• _Extract to read_:
--------------------------------------------------
But what if all those layers mean we sometimes forget who we really are? And therefore the secret of eternal happiness isn’t to learn a whole load of new stuff, but rather to peel back some of the layers to reveal the shine inside. It’s more than self-improvement. We call it ‘self-remembering’.

But how did we forget in the first place?

The simple truth is that we’re social animals. We’re wired to copy. Humans have an overwhelming desire to fit in that manifests in conformity of thinking and behaviour. Look around you. Most people are exhausted, harried and worn. Your desire to fit in means you learn to do the same. So here’s the rub – you can wait (and wait, and wait …) for everyone else to shine and then you can join in.

Chances are you’ll die waiting.

‘I like people who shake other people up and make them feel uncomfortable.’

Jim Morrison

Or you can do what the happiness outliers do. Realizing that life is a short and precious gift, they flick a switch in their thinking and go for it. The sublime realization is that a candle can be used to light other candles. And lighting other candles doesn’t diminish your light, it creates more.

For Mary, shining is not a waiting game, it’s a starting game.

When was the last time you just stopped and thought about the impact that you have? At work, in your team, on your customers, in your family, amongst your friends, online, on the train …

Everyone’s heard of paranoia. We’re interested in the opposite, ‘pronoia’; the sneaky feeling that people are saying nice things about you behind your back. Wouldn’t that be a nice affliction to have? Imagine, there might even be whisperings as people conspire to be on your side. Yes, the bastards are out to help you!

And it’s totally possible. If you’re like Mary, that is. So who is Mary? She’s got the same job, same pressures, same work colleagues, same pay structure and working hours as everyone else in that salle de professeur. So how come she has sunbeams radiating out of her face? What’s she doing that’s different? And, more to the point, why the heck is she the only one doing it?

‘Long-term strategy: Don’t be a jerk.’

Seth Godin

Gav’s Mary Poppins experience happened to take place in a work context, so let’s examine that before extrapolating it to the big stage show we call ‘life’.

Why not have a go and see if you can prove something to yourself? Think about your last working week, get a pen and map yourself against the 16 emotions. Keep it rough and ready – gauging the strength of feeling and approximate time you experienced each one.

Graph shows ten concentric circles around origin depicting levels from 0 to 100 and points on outer circle depicting 16 emotions such as worried, tense, anxious, nervous, hopeless, despondent, dejected, depressed, at ease, laid back, relaxed, calm, excited, inspired, joyful, and enthusiastic.

In my research, the top-right quadrant (enthusiastic, joyful, inspired and excited) is summarized as ‘engaged’. The bottom-right quadrant (calm, relaxed, laid back and at ease) is ‘satisfied’. Bottom left (depressed, dejected, despondent and hopeless) is labelled as ‘depression’ and top left (nervous, anxious, tense and worried) is labelled as ‘anxiety’.

So what?
--------------------------------------------------
• _Extracted information_:
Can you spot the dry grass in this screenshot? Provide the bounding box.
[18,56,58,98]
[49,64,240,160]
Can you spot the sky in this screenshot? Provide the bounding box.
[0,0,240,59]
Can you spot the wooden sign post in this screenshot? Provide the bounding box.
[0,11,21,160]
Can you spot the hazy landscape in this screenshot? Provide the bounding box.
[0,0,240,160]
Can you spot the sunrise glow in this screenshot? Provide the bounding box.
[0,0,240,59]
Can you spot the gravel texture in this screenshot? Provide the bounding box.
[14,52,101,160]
--------------------------------------------------
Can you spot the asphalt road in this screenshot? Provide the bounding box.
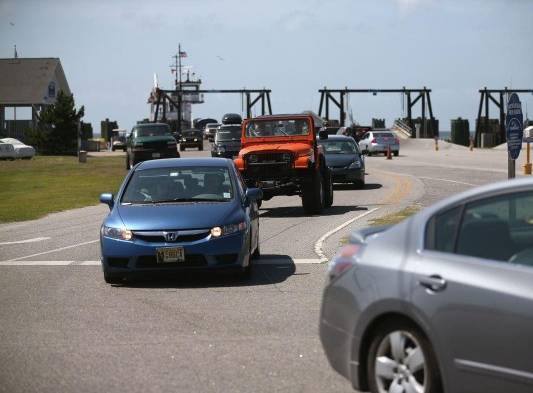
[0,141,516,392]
--------------------------------------------------
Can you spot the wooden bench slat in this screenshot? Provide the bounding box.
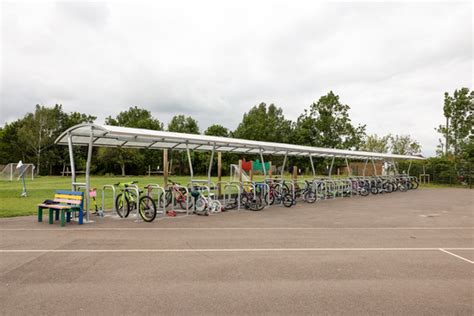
--------------------------------------------------
• _What this exercise asks_:
a) Retype the listing from the line with "Can you spot the gravel" up to and including the line with "[14,52,101,160]", keeping every character unchanged.
b) Extend the passage on happiness and self-remembering, picking up after its final line.

• _Answers for the tasks_:
a)
Can you spot the gravel texture in this screenshot? Provide the bounding box.
[14,52,101,160]

b)
Well, I graphed a shed load of people onto the diagram and built up a heat map of workplace emotions. The really hot stuff is happening in the top-right quadrant, a space inhabited by what I call ‘2%ers’. These employees are not only significantly happier, but they also possess bags more energy.

Tying in to the fabulous work of Kim Cameron, positive energy creates feelings of aliveness, arousal, vitality and zest, suggesting, ‘It is the life-giving force that allows us to perform, to create and to persist’ (p. 49).1

Bringing you back to Gav’s words, these are the handful of folk who have sunbeams shining out of their faces. The problem with 2%ers? The clue’s in the name. There aren’t enough of them!

Yet they’re crucial. This small minority of people you can think of, right now, are your life-givers. Philosopher Gav nails it non-academically with his Mary Poppins sentence: ‘We floated off down the corridor. Kim Cameron says the same thing academically: ‘Interacting with positive energizers leaves others feeling lively and motivated … interacting with them builds energy in people and is an inspiring experience’ (p. 42).

A point of clarification before we go any further, my 2%ers aren’t a bunch of self-nominated Duracell monkeys who bounce in on a dreary Monday all cymbal-clashing and false happy-clappiness. ‘Don’t those weekends drag? Isn’t it great to be back to work?’ will, quite frankly, get you slotted into the category of ‘some village is missing its resident idiot’.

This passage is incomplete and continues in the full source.